FRAGMENT ŹRÓDŁOWY:

┄┄┄┄┄┄┄┄┄┄┄┄┄┄┄┄┄┄┄┄

Obecnie cały czas trwają prace modernizacyjne na linii kolejowej nr 274 Wrocław – Zgorzelec na odcinku Wrocław – Jelenia Góra. Dzięki temu systematycznie skraca się czas przejazdu i standard obsługi podróżnych na tym odcinku. Okazuje się, że dalszy fragment linii również przejdzie przebudowę.
Linia kolejowa nr 274 na odcinku Jelenia Góra – Zgorzelec jest obecnie jedną z bardziej zaniedbanych linii kolejowych. Na odcinku Jelenia Góra – Lubań Śląski jest ona zelektryfikowana, lecz tylko jedna para pociągów pasażerskich korzysta z sieci trakcyjnej. Jest to nocny pociąg IC „Karkonosze” z Jeleniej Góry do Białegostoku, obsługiwany przez EZT Pesa Dart. Oprócz tego pociągu po całym odcinku z Jeleniej Góry do Zgorzelca kursuje dziennie 7 par pociągów Jelenia Góra – Goerlitz, obsługiwanych pojazdami serii SA135. Prędkości na linii nie są zadowalające. Sięgają one 60-80km/h, z ograniczeniami do 40km/h. Czas przejazdu do Zgorzelca wynosi ponad 1,5 godziny. Infrastruktura obsługi pasażerów w wielu miejscach jest skrajnie niedostosowana do potrzeb podróżnych. Brakuje wiat przystankowych i porządnych nawierzchni peronowych. Na większości przystanków znajdują się perony ziemne.

┄┄┄┄┄┄┄┄┄┄┄┄┄┄┄┄┄┄┄┄

DANE:
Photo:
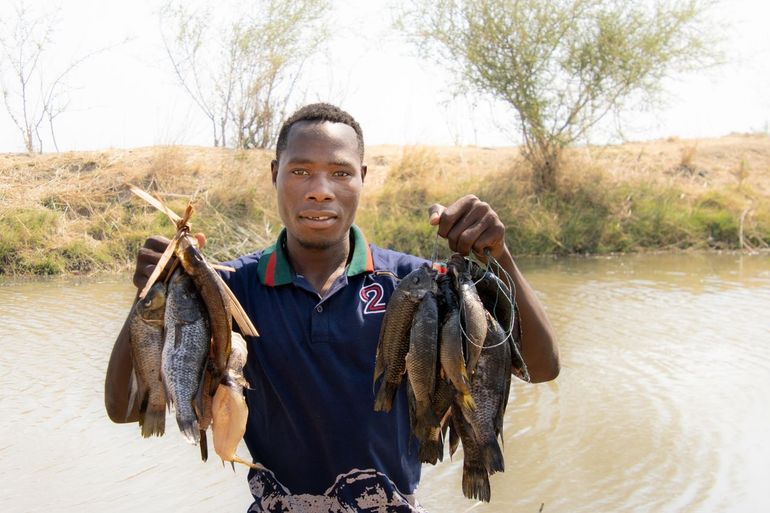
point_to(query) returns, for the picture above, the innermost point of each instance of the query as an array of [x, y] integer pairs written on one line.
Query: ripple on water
[[665, 361]]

┄┄┄┄┄┄┄┄┄┄┄┄┄┄┄┄┄┄┄┄

POLECENIA DO WYKONANIA:
1. Należy ustalić, czy stwierdzenia (a), (b) i (c) są zgodne z tekstem o linii kolejowej nr 274: (a) odcinek Jelenia Góra – Lubań Śląski jest zelektryfikowany; (b) z sieci trakcyjnej korzystają dwie pary pociągów pasażerskich; (c) przejazd z Jeleniej Góry do Zgorzelca trwa krócej niż godzinę. Przy każdym stwierdzeniu trzeba odpowiedzieć „tak” lub „nie” i przytoczyć dosłownie rozstrzygające słowa tekstu.
2. Proszę wymienić w mianowniku wszystkie miejscowości występujące w tekście o linii kolejowej nr 274.
Wykaz nie ma związku z tekstem o linii kolejowej nr 274.

ODPOWIEDZI NA POLECENIA:
1.
(a) Tak: „Na odcinku Jelenia Góra – Lubań Śląski jest ona zelektryfikowana”.
(b) Nie: „tylko jedna para pociągów pasażerskich korzysta z sieci trakcyjnej”.
(c) Nie: „Czas przejazdu do Zgorzelca wynosi ponad 1,5 godziny”.

2. Wrocław, Zgorzelec, Jelenia Góra, Lubań Śląski, Białystok, Goerlitz